List of tasks:
a - Say whether each statement below agrees with the news digest. Answer yes or no for each, and quote the words from the news digest that decide it.
(i) The subjects of the chocolate study were recruited in Germany.
(ii) The Canadian government has made public its assessment of the arms deal with Saudi Arabia.
(iii) The church Scott Walker comes from lets women serve on congregational boards of elders.
b - Write what comes next in the news digest below, picking up after its final sentence.

=== Exercise text ===

We All Just Fall to the Ground Naturally
May 28, 2015
The Morning Heresy is your daily digest of news and links relevant to the secular and skeptic communities.
The Canadian government is keeping a lid on an assessment it did as to whether its arms deal with Saudi Arabia is discordant with its human rights aims. (Let's get these people playing Saudi Girls Revolution.)
Consensus seems to be that Scott Walker has a genuine shot at this whole president thing. Jud Lounsbury reminds us:
If Walker prevails in the Republican primaries, he will be the first presidential candidate to come from a church whose members believe the Apocalypse is "imminent," do not allow women to serve on congregational boards of elders, practice "speaking in tongues," and do not believe someone is a real Christian unless he has been "born again."
Check this out: John Bohannon reveals how he convinced millions to use chocolate to help them lose weight, to make a point about the media coverage of bad science:
The study was 100 percent authentic. My colleagues and I recruited actual human subjects in Germany. We ran an actual clinical trial, with subjects randomly assigned to different diet regimes. And the statistically significant benefits of chocolate that we reported are based on the actual data. It was, in fact, a fairly typical study for the field of diet research. Which is to say: It was terrible science. The results are meaningless, and the health claims that the media blasted out to millions of people around the world are utterly unfounded.

=== Data section ===

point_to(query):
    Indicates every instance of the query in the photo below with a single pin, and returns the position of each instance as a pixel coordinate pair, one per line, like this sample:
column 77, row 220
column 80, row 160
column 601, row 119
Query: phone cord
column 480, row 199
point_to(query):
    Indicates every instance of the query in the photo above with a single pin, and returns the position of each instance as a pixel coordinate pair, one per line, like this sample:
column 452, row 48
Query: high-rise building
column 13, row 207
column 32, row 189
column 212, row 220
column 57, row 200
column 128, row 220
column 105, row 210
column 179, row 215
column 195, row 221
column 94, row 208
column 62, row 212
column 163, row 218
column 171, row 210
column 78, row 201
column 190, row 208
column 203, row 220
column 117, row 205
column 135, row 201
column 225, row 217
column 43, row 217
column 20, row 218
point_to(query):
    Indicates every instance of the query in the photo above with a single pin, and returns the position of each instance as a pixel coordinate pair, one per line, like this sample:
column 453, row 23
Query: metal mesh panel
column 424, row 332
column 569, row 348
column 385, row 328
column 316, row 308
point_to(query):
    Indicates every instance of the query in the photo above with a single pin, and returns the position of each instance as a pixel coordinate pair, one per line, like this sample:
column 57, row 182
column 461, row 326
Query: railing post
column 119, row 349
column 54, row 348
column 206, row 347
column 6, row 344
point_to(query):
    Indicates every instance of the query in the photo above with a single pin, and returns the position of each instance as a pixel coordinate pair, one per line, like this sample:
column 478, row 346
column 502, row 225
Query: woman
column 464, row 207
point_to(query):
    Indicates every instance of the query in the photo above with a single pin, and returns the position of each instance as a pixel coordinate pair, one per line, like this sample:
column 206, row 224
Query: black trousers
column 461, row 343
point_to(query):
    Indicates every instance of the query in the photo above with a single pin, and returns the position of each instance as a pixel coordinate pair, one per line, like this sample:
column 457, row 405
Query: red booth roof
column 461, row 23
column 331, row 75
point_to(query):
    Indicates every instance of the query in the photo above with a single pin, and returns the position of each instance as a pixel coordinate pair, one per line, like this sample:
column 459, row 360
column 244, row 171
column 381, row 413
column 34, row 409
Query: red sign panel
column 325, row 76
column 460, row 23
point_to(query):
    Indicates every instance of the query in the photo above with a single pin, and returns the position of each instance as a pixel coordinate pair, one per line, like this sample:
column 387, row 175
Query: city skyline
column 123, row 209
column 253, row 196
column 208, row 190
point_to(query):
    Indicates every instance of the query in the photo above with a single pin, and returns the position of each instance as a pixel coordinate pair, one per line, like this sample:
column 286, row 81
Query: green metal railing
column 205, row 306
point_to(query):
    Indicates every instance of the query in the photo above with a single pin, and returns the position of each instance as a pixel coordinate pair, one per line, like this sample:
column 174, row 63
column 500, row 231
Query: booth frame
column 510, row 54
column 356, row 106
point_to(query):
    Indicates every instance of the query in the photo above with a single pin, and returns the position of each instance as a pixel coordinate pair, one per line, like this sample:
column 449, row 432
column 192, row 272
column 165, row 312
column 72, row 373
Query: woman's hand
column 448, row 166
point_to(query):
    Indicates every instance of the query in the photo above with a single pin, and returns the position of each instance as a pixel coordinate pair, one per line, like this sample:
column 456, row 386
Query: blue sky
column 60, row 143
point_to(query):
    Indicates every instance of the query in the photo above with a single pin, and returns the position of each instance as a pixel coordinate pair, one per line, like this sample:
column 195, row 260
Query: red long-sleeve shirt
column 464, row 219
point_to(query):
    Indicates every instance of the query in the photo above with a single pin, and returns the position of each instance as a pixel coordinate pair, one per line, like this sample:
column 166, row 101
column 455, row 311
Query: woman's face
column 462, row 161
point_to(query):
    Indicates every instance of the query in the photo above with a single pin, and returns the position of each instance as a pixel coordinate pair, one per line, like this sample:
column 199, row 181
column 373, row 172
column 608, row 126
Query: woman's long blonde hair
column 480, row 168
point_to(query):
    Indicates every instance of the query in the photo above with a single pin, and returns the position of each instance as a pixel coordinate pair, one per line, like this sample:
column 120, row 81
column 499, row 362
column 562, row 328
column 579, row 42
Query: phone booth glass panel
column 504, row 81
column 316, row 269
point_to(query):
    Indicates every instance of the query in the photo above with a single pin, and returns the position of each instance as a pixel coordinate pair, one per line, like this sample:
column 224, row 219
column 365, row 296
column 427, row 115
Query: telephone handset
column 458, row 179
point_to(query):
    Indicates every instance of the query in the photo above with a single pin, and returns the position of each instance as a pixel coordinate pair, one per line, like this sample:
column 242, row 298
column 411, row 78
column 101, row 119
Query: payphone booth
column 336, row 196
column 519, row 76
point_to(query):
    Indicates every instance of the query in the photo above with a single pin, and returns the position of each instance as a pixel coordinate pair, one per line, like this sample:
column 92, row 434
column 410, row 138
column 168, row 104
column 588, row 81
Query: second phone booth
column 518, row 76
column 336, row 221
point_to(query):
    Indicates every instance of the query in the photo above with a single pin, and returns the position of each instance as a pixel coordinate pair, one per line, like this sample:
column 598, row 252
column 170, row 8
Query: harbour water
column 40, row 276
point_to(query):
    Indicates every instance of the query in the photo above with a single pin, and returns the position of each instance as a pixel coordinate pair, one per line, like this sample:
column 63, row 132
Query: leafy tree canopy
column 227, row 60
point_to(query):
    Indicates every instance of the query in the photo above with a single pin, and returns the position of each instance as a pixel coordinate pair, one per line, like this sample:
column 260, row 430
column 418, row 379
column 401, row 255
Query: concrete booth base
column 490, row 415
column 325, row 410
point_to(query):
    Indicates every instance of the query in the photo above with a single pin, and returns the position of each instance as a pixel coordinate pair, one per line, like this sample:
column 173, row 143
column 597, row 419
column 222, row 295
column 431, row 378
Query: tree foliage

===

Written responses:
a -
(i) Yes: "My colleagues and I recruited actual human subjects in Germany."
(ii) No: "The Canadian government is keeping a lid on an assessment it did as to whether its arms deal with Saudi Arabia is discordant with its human rights aims."
(iii) No: "do not allow women to serve on congregational boards of elders"

b -
Rick Santorum is also in the race again, and cartoonist Ann Telnaes at WaPo has a pretty hard-hitting take on him.
André Picard at the Globe and Mail eulogizes Dr. David Sackett, "the father of evidence-based medicine."
The lone high school in a Colorado school district is the subject of a lawsuit for allegedly "operat[ing] largely to promote the evangelical Christian ideals" of a local church.
While American men still tend to be less religious than women, women are un-churching at a much faster rate.
CFI intern Peter Wood considers the wisdom of a video featuring kids in India sounding off on religion.
Scientists make a dinosaur-faced chicken in an egg. They're studying the evolution of beaks, not trying to make Jurassic Park.
A priest says he was fired for openly expressing support for LGBT rights, and comes out as gay himself.
Sam Speers and Kristopher Norris at Religion & Politics: "What Christians cannot escape is that the church they read about in Scripture is in fact deeply, inherently, and inescapably political." Yep.
Full-face Muslim veils to be banned in public in the Netherlands.
The Planetary Society's spacecraft just cannot catch a break.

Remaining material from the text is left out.